(Document section begins)

McKinney School of Law expert comments on OIG report assessing electronic health records subsidies
INDIANAPOLIS — The Office of the Inspector General in the U.S. Department of Health and Human Services released a critical, early assessment of the Centers for Medicare and Medicaid Services oversight of the subsidy program for electronic health records.
Under the American Recovery and Reinvestment Act of 2009, about $30 billion was appropriated to encourage the adoption of electronic health record technology — computerized record-keeping systems that store patients’ health-related information, including medical histories and procedure notes.
Subsidies or incentives are disbursed to doctors and hospitals based on the “meaningful use” of approved electronic health record systems. About 500,000 doctors and 5,000 hospitals are eligible for funding. The first funds were disbursed in 2011, and the program will end around 2016.
The new OIG report found:
•CMS has not implemented strong prepayment safeguards, either by verifying self-reported data or requiring supporting documentation.

(Document section ends)
(Available data begins)

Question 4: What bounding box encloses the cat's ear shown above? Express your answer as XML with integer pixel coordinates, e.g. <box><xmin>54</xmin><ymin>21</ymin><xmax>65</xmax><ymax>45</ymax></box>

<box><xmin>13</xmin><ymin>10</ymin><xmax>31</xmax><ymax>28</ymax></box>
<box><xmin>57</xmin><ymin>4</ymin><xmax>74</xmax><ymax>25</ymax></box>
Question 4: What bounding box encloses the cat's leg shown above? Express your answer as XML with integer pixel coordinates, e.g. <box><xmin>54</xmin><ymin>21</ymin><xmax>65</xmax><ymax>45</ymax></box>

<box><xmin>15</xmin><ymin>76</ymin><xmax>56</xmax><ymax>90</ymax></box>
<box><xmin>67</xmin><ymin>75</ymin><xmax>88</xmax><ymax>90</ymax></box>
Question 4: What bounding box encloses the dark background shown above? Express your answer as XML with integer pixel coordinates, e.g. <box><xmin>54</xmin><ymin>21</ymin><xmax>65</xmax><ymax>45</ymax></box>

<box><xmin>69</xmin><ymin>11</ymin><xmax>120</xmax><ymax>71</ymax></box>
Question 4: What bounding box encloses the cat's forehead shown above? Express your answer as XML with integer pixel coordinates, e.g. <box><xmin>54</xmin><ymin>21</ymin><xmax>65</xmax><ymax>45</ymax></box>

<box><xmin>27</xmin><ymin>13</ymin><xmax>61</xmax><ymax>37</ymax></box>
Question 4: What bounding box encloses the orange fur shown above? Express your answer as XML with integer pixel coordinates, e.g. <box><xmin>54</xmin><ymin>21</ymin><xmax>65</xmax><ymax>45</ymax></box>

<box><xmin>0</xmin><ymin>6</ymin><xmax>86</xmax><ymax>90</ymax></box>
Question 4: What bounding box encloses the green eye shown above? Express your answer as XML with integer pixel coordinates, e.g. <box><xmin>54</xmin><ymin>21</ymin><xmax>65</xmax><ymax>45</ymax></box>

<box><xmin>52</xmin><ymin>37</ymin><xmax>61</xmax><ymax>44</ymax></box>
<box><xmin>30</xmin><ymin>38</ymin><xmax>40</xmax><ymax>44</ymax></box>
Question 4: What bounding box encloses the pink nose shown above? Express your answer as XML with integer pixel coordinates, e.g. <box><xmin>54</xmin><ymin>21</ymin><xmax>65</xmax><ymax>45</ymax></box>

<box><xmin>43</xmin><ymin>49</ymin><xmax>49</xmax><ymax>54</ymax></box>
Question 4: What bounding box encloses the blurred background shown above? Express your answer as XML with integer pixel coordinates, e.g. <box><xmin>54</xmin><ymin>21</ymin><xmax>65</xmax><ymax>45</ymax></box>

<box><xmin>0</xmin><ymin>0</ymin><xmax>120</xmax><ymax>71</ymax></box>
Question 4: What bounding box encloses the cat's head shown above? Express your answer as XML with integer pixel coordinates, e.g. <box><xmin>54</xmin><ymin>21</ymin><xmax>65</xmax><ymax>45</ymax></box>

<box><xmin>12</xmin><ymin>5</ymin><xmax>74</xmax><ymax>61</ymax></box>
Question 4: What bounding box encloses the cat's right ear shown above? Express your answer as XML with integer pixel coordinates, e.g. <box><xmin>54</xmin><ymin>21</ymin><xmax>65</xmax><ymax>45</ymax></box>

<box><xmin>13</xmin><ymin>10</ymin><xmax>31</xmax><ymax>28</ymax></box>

(Available data ends)

_What you need to do_
Resume the news release on the OIG report about electronic health records subsidies, picking up after its last sentence.

_Output for this exercise_
•CMS’ proposed postpayment audit program is limited and potentially flawed
“There have been several criticisms of the meaningful use program,” said Nicolas P. Terry, Hall Render Professor of Law at Indiana University Robert H. McKinney School of Law on the Indiana University-Purdue University Indianapolis campus. “These include emerging concerns about the ineffectiveness of electronic health records in general, the lack of rigor perceived in some of the meaningful use criteria, and the quality of oversight or audit by the Centers for Medicare and Medicaid Services, particularly in the face of self-reported data.”
Terry, also co-director of the Hall Center for Law and Health at McKinney School of Law, is one of the country’s leading experts on electronic health records. He has written extensively on their privacy and safety implications as well as the meaningful use program. Terry offers background information on the program in “Meaningful Adoption: What We Know or Think We Know About the Financing, Effectiveness, Quality, and Safety of Electronic Medical Records.”